→ PROBLEM REQUIREMENTS
Every line in the data must be transcribed exactly.

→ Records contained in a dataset

Segment Open

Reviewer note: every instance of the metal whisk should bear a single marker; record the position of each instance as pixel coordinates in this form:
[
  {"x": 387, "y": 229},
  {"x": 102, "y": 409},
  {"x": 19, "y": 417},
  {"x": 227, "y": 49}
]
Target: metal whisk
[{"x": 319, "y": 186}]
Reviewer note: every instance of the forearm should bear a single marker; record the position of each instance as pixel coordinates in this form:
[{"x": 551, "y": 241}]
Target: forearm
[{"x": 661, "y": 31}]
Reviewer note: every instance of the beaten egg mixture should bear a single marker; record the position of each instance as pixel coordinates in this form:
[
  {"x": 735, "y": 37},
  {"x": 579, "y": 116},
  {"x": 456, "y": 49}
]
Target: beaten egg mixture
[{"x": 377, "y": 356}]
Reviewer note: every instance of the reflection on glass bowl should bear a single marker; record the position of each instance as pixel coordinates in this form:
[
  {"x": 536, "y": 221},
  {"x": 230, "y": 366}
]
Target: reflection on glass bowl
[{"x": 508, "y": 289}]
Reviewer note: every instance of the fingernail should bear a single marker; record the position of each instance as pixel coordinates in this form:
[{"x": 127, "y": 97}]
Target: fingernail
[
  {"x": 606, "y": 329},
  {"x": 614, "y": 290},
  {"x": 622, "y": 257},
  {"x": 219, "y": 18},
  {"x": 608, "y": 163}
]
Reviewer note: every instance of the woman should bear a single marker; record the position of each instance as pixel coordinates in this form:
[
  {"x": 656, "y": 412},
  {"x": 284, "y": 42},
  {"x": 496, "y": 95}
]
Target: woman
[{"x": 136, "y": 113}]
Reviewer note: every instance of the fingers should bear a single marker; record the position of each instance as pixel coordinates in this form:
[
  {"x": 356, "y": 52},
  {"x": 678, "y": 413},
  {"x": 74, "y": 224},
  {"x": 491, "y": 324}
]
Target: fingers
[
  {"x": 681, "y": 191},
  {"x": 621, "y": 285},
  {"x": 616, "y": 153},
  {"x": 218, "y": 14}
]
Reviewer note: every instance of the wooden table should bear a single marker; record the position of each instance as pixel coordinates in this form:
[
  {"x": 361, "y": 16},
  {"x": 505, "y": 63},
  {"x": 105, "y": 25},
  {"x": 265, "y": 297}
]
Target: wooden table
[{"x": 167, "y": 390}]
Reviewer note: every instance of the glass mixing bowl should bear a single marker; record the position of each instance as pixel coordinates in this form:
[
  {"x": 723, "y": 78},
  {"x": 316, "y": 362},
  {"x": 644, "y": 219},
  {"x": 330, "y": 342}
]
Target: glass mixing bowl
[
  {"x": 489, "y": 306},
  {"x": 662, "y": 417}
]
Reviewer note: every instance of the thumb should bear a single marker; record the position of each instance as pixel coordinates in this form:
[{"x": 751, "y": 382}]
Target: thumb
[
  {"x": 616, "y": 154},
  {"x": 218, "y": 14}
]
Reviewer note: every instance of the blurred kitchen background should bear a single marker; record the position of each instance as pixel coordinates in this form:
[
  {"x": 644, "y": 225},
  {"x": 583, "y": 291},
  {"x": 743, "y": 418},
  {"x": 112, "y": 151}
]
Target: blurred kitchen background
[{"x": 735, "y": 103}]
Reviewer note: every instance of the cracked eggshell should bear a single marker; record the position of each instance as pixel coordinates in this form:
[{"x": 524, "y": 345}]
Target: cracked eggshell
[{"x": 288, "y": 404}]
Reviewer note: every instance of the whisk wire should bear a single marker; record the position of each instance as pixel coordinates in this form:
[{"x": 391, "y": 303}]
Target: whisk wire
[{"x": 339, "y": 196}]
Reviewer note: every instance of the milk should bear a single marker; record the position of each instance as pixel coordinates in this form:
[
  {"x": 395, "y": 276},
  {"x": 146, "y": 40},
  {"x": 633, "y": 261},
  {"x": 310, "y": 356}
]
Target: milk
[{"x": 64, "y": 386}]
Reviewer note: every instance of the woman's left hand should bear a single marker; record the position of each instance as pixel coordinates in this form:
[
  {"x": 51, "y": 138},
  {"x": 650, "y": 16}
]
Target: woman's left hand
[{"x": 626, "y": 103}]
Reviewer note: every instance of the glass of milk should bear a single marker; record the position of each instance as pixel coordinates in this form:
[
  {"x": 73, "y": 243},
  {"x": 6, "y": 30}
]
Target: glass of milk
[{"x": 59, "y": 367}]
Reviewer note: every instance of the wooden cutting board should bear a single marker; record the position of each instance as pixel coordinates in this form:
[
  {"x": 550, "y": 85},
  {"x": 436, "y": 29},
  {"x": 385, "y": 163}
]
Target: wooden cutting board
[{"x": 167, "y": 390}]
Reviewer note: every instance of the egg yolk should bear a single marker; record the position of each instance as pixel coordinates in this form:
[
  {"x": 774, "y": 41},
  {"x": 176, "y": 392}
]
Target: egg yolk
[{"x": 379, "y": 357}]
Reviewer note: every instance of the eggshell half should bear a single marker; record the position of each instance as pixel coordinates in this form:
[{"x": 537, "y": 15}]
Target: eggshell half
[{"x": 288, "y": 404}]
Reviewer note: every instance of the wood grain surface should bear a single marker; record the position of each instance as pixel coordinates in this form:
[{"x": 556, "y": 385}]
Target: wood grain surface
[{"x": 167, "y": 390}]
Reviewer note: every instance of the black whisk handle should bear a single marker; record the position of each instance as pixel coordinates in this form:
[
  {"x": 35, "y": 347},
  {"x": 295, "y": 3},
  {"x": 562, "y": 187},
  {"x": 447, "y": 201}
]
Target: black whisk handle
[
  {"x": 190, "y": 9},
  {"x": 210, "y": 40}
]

Segment Closed

→ OUTPUT BELOW
Reviewer note: every instance of the metal whisk should bear a single marker; record the position of each instance as pixel coordinates in this form:
[
  {"x": 387, "y": 229},
  {"x": 102, "y": 409},
  {"x": 19, "y": 417},
  {"x": 227, "y": 49}
]
Target: metal whisk
[{"x": 319, "y": 186}]
Reviewer note: every instance of the forearm should bear a single marker; record the position of each instance as pixel coordinates in this form:
[{"x": 551, "y": 241}]
Target: forearm
[{"x": 661, "y": 31}]
Reviewer note: every instance of the beaten egg mixture should bear a single marker; record the position of each instance as pixel coordinates in this form:
[
  {"x": 735, "y": 37},
  {"x": 579, "y": 116},
  {"x": 456, "y": 49}
]
Target: beaten egg mixture
[{"x": 377, "y": 356}]
Reviewer note: every instance of the reflection on glass bowl should bear a single marker; record the position of each instance as pixel coordinates in this form:
[
  {"x": 536, "y": 221},
  {"x": 230, "y": 366}
]
Target: reflection on glass bowl
[{"x": 508, "y": 289}]
Reviewer note: every instance of the fingernail should bear a single marker; record the position of each instance as pixel coordinates in this form:
[{"x": 127, "y": 97}]
Target: fingernail
[
  {"x": 606, "y": 329},
  {"x": 614, "y": 290},
  {"x": 622, "y": 257},
  {"x": 219, "y": 18},
  {"x": 608, "y": 163}
]
Reviewer note: every instance of the woman should bear a single marker; record the position of each instance as pixel coordinates in this form:
[
  {"x": 656, "y": 412},
  {"x": 284, "y": 42},
  {"x": 496, "y": 95}
]
Target: woman
[{"x": 136, "y": 113}]
Reviewer note: every instance of the fingers should bear a single marker; record the position of each instance as pixel coordinates in this form:
[
  {"x": 356, "y": 52},
  {"x": 678, "y": 413},
  {"x": 74, "y": 224},
  {"x": 491, "y": 324}
]
Target: fingers
[
  {"x": 681, "y": 191},
  {"x": 621, "y": 285},
  {"x": 616, "y": 153},
  {"x": 218, "y": 14}
]
Reviewer note: every instance of the wooden table should bear a single marker; record the position of each instance as pixel coordinates in this form:
[
  {"x": 361, "y": 16},
  {"x": 505, "y": 63},
  {"x": 105, "y": 25},
  {"x": 265, "y": 297}
]
Target: wooden table
[{"x": 167, "y": 390}]
Reviewer note: every instance of the glass mixing bowl should bear a single marker; record the position of each instance as pixel coordinates in this form:
[
  {"x": 723, "y": 78},
  {"x": 316, "y": 362},
  {"x": 644, "y": 219},
  {"x": 330, "y": 342}
]
Target: glass mixing bowl
[
  {"x": 489, "y": 306},
  {"x": 662, "y": 417}
]
Reviewer note: every instance of the thumb should bear a single marker; record the position of each instance as pixel coordinates in this form:
[{"x": 751, "y": 382}]
Target: thumb
[
  {"x": 616, "y": 154},
  {"x": 218, "y": 14}
]
Reviewer note: every instance of the blurred kitchen background should bear a single marker; record the position of each instance as pixel coordinates in this form:
[
  {"x": 644, "y": 225},
  {"x": 583, "y": 291},
  {"x": 743, "y": 418},
  {"x": 112, "y": 151}
]
Target: blurred kitchen background
[{"x": 735, "y": 103}]
Reviewer note: every instance of the cracked eggshell should bear a single marker; record the position of each instance as pixel coordinates in this form:
[{"x": 524, "y": 345}]
Target: cracked eggshell
[{"x": 288, "y": 404}]
Reviewer note: every instance of the whisk wire should bear a single marker; record the position of each instance as pixel coordinates in this form:
[{"x": 391, "y": 303}]
Target: whisk wire
[{"x": 339, "y": 196}]
Reviewer note: every instance of the milk should bear a single marker; record the position of each instance as pixel coordinates in this form:
[
  {"x": 395, "y": 276},
  {"x": 146, "y": 40},
  {"x": 633, "y": 261},
  {"x": 310, "y": 356}
]
Target: milk
[{"x": 64, "y": 386}]
Reviewer note: every instance of the woman's left hand should bear a single marker; record the position of each instance as pixel coordinates in this form:
[
  {"x": 51, "y": 138},
  {"x": 650, "y": 16}
]
Target: woman's left hand
[{"x": 626, "y": 103}]
Reviewer note: every instance of the glass of milk should bear a single marker; record the position of each instance as pixel coordinates in this form:
[
  {"x": 73, "y": 243},
  {"x": 6, "y": 30}
]
Target: glass of milk
[{"x": 59, "y": 367}]
Reviewer note: every instance of the wooden cutting board should bear a single marker; record the position of each instance as pixel coordinates in this form:
[
  {"x": 550, "y": 85},
  {"x": 436, "y": 29},
  {"x": 385, "y": 163}
]
Target: wooden cutting board
[{"x": 167, "y": 390}]
Reviewer note: every instance of the egg yolk should bear a single marker; record the position of each instance as pixel coordinates in this form:
[
  {"x": 774, "y": 41},
  {"x": 176, "y": 392}
]
Target: egg yolk
[{"x": 379, "y": 357}]
Reviewer note: every instance of the eggshell half should bear a single marker; record the position of each instance as pixel coordinates in this form:
[{"x": 537, "y": 15}]
Target: eggshell half
[{"x": 288, "y": 404}]
Reviewer note: every instance of the wood grain surface should bear a single marker; record the position of each instance as pixel coordinates in this form:
[{"x": 556, "y": 385}]
Target: wood grain surface
[{"x": 167, "y": 390}]
Reviewer note: every instance of the black whisk handle should bear a single marker; record the position of each instance as pixel coordinates in this form:
[
  {"x": 35, "y": 347},
  {"x": 295, "y": 3},
  {"x": 562, "y": 187},
  {"x": 447, "y": 201}
]
Target: black whisk handle
[
  {"x": 190, "y": 9},
  {"x": 210, "y": 40}
]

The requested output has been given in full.